# Consigne écrite 1
Recopiez à l'identique le passage du texte sur la transition agro-écologique qui va de « Impact social : cultiver » jusqu'à « les années 1960.. » inclus.
# Consigne écrite 2
Dans le texte sur la transition agro-écologique, résumez sous forme de liste le paragraphe commençant par « Changement des habitudes alimentaires » en conservant ses faits principaux.
# Consigne écrite 3
Selon le texte sur la transition agro-écologique, quelle surface de terres agricoles disparaît chaque seconde en France d'après les estimations ?

# Texte à lire
§

La transition agro-écologique - retour vers le futur?
Impact environnemental : un secteur à la fois émetteur et capteur
Parce qu’elle convoque des sujets essentiels qui nous impactent directement (sécurité alimentaire, santé, biodiversité, économie, social, climat, énergie), la question agricole suscite souvent des débats passionnés. Industrie prometteuse selon les uns, destructrice pour d’autres, il semble souvent difficile de réconcilier les perspectives.
Guillaume Fournidier (le créateur de la newsletter le Plongeoir dont nous recommandons vivement la lecture) qualifie de « double effet kiss cool » la coexistence des externalités positives et négatives liées à l’agriculture.
Kiss Cool #1 💫 : les terres agricoles représentent près de 40 % de la superficie terrestre et génèrent environ 11 % des émissions mondiales de gaz à effet de serre (GES) dans le monde (1/4 des GES en France).
🔥 Du méthane (majoritairement lié à l’élevage bovin)
🔥 De l’azote (lié aux bactéries du sol à la suite de l’application d’engrais)
Kiss Cool # 2 💫 : les sols sont l’un des plus puissants leviers de séquestration du carbone. A la fois les surfaces non cultivées (jachères, haies, bandes enherbées, mares etc.) mais aussi celles exploitées via des modes de production optimisés pour restaurer la capacité des terres à capter du CO2.
Impact social : cultiver moins pour nourrir plus (et moins cher !)
Pour répondre à sa vocation nourricière, l’agriculture fait face à un défi de de taille : d’ici 2050, la population mondiale va passer de 8 milliards à 10 milliards. Autant de bouches à nourrir. 🍽️👪
Cet impératif se heurte à 5 évolutions majeures :
🍽️ Changement des habitudes alimentaires. En seulement 50 ans, notre consommation a considérablement évolué au profit d’aliments carnés qui nécessitent une agriculture plus intensive. Si la consommation de viande diminue légèrement en France et en Europe depuis les années 1980, elle continue d’exploser dans le monde.
💰Baisse des budgets. Grâce à l’augmentation des rendements agricoles, la .part du revenu des ménages consacrée à l’alimentation a chuté. En France, le budget alimentaire a été divisé par 2 depuis les années 1960..
🌱 Diminution des surfaces cultivables : Selon les estimations, chaque seconde, 26m² de terres agricoles disparaissent en France.

§

# Lignes enregistrées
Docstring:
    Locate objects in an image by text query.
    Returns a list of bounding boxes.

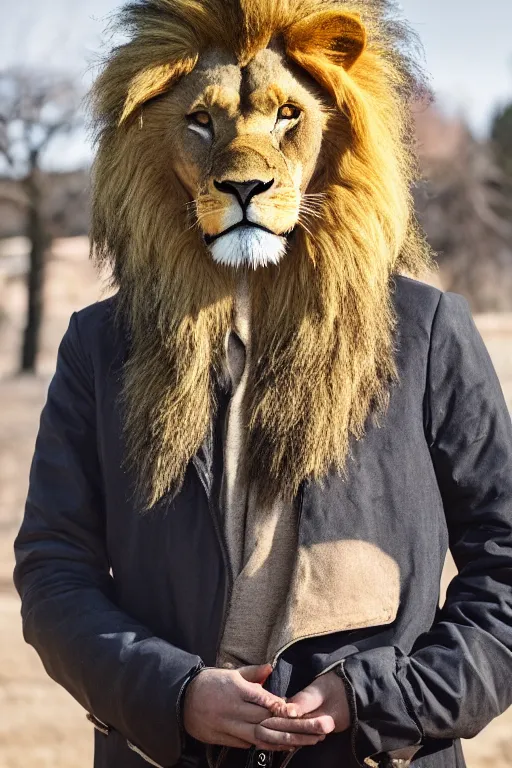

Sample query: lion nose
[213,179,274,208]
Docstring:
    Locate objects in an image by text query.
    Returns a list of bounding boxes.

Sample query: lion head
[92,0,428,503]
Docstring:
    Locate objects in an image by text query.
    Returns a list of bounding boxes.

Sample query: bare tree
[0,69,82,372]
[417,113,512,311]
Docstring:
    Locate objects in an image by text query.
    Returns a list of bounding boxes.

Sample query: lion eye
[187,111,212,128]
[277,104,301,120]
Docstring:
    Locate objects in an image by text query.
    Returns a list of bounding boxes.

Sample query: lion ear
[284,10,366,70]
[119,56,197,125]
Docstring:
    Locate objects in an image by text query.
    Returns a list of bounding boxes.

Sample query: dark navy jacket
[15,277,512,768]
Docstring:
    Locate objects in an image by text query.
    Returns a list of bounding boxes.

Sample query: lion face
[159,46,327,267]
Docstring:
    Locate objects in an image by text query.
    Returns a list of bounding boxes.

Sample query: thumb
[287,683,324,717]
[238,664,272,685]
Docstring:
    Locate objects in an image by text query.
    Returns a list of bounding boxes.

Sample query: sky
[0,0,512,164]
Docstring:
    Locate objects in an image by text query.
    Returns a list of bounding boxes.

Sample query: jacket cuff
[340,647,423,766]
[176,661,206,753]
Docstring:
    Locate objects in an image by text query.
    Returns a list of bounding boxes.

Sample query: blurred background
[0,0,512,768]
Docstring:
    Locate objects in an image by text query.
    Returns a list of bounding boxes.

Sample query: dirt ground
[0,238,512,768]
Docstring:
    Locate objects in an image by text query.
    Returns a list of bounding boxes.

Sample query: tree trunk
[21,165,48,373]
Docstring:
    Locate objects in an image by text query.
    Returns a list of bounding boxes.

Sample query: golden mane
[92,0,429,504]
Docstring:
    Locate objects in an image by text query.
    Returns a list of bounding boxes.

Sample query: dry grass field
[0,238,512,768]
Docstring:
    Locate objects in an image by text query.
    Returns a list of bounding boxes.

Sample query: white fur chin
[210,227,286,269]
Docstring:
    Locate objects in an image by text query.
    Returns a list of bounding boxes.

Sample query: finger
[236,701,271,725]
[212,733,253,749]
[223,721,302,752]
[288,683,323,717]
[254,724,325,749]
[238,664,272,685]
[240,682,287,716]
[260,715,336,736]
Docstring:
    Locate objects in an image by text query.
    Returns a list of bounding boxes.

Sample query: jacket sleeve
[342,293,512,762]
[14,316,202,766]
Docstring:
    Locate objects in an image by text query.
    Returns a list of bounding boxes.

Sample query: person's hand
[258,672,350,739]
[183,664,324,751]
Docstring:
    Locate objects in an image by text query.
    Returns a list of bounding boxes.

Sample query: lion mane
[92,0,430,507]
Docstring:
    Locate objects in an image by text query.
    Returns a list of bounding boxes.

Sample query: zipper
[194,461,233,661]
[297,480,309,533]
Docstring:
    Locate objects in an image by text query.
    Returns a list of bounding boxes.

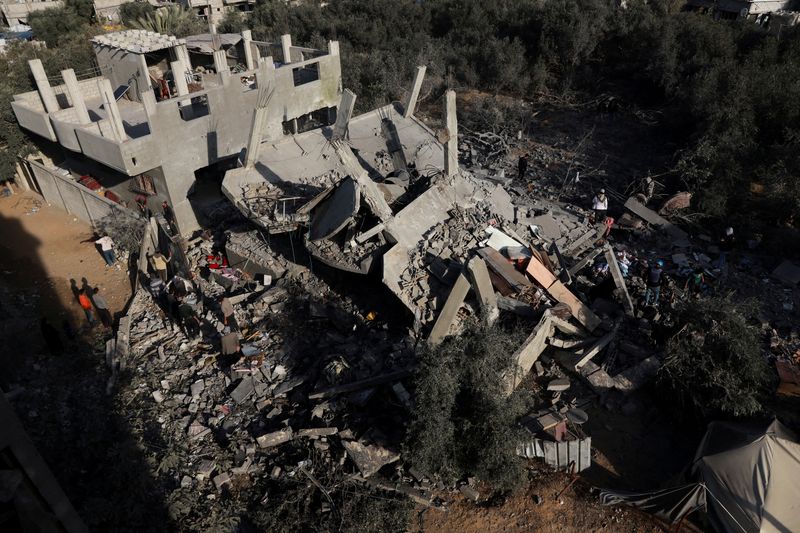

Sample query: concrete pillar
[244,107,267,168]
[175,39,192,69]
[169,60,189,96]
[142,91,156,117]
[61,68,92,124]
[242,30,256,70]
[403,65,427,118]
[214,50,230,74]
[137,55,150,96]
[100,78,126,142]
[332,89,356,139]
[444,90,458,177]
[256,56,275,89]
[328,41,339,56]
[28,59,61,113]
[281,33,292,63]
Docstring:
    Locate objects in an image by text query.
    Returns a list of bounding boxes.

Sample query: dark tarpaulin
[600,483,706,524]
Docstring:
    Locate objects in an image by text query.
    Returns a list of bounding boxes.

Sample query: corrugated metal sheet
[517,437,592,472]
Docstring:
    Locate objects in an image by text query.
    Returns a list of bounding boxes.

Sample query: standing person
[644,259,664,305]
[219,295,239,331]
[150,250,172,283]
[717,226,736,272]
[92,287,112,328]
[517,154,528,180]
[178,302,200,339]
[78,289,94,328]
[94,233,117,267]
[592,189,608,224]
[161,200,175,232]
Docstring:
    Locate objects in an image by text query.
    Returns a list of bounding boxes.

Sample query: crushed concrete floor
[6,93,800,531]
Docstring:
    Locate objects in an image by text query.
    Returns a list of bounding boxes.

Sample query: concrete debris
[342,440,400,478]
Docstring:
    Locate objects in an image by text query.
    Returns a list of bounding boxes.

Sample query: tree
[119,1,155,26]
[406,323,530,492]
[217,9,247,33]
[128,4,206,37]
[659,298,770,418]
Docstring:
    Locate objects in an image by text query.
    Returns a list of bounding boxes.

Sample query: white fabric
[592,195,608,211]
[94,235,114,252]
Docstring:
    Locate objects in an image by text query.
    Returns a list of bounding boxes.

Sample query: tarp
[600,420,800,533]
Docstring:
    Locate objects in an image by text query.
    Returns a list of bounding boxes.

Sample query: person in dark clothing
[39,318,64,355]
[644,259,664,305]
[517,154,528,180]
[178,303,200,339]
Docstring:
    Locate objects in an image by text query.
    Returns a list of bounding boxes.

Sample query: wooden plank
[525,252,557,289]
[478,247,531,291]
[547,281,602,331]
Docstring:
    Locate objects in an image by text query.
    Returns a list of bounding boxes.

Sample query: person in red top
[78,289,94,328]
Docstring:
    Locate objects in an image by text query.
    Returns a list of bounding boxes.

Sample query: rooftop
[92,30,186,54]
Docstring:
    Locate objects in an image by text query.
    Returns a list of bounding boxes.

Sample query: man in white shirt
[592,189,608,224]
[94,233,117,267]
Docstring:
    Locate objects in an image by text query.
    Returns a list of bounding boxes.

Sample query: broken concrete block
[214,473,231,492]
[342,441,400,477]
[772,261,800,285]
[458,485,481,502]
[256,427,294,448]
[231,376,255,403]
[297,428,339,438]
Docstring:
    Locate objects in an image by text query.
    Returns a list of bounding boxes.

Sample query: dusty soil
[422,473,667,533]
[0,187,131,376]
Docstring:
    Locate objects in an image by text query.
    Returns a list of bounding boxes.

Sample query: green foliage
[217,9,247,33]
[659,298,770,416]
[126,4,207,37]
[119,1,155,26]
[406,318,529,492]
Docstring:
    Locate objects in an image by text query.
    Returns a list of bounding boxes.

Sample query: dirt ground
[422,473,667,533]
[0,187,131,378]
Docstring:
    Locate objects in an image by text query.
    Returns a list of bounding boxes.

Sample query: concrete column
[100,78,126,142]
[332,89,356,139]
[244,107,267,168]
[242,30,256,70]
[444,90,458,177]
[61,68,92,124]
[256,56,275,89]
[169,60,189,96]
[142,91,156,118]
[214,50,230,74]
[403,65,428,118]
[328,41,339,56]
[175,39,192,69]
[28,59,61,113]
[281,33,292,63]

§

# Résultat obtenu 1
Impact social : cultiver moins pour nourrir plus (et moins cher !)
Pour répondre à sa vocation nourricière, l’agriculture fait face à un défi de de taille : d’ici 2050, la population mondiale va passer de 8 milliards à 10 milliards. Autant de bouches à nourrir. 🍽️👪
Cet impératif se heurte à 5 évolutions majeures :
🍽️ Changement des habitudes alimentaires. En seulement 50 ans, notre consommation a considérablement évolué au profit d’aliments carnés qui nécessitent une agriculture plus intensive. Si la consommation de viande diminue légèrement en France et en Europe depuis les années 1980, elle continue d’exploser dans le monde.
💰Baisse des budgets. Grâce à l’augmentation des rendements agricoles, la .part du revenu des ménages consacrée à l’alimentation a chuté. En France, le budget alimentaire a été divisé par 2 depuis les années 1960..

# Résultat obtenu 2
- En 50 ans, la consommation a nettement évolué au profit des aliments carnés, qui exigent une agriculture plus intensive.
- En France et en Europe, la consommation de viande diminue légèrement depuis les années 1980.
- Dans le monde, elle continue d'exploser.

# Résultat obtenu 3
26 m² de terres agricoles disparaissent chaque seconde en France.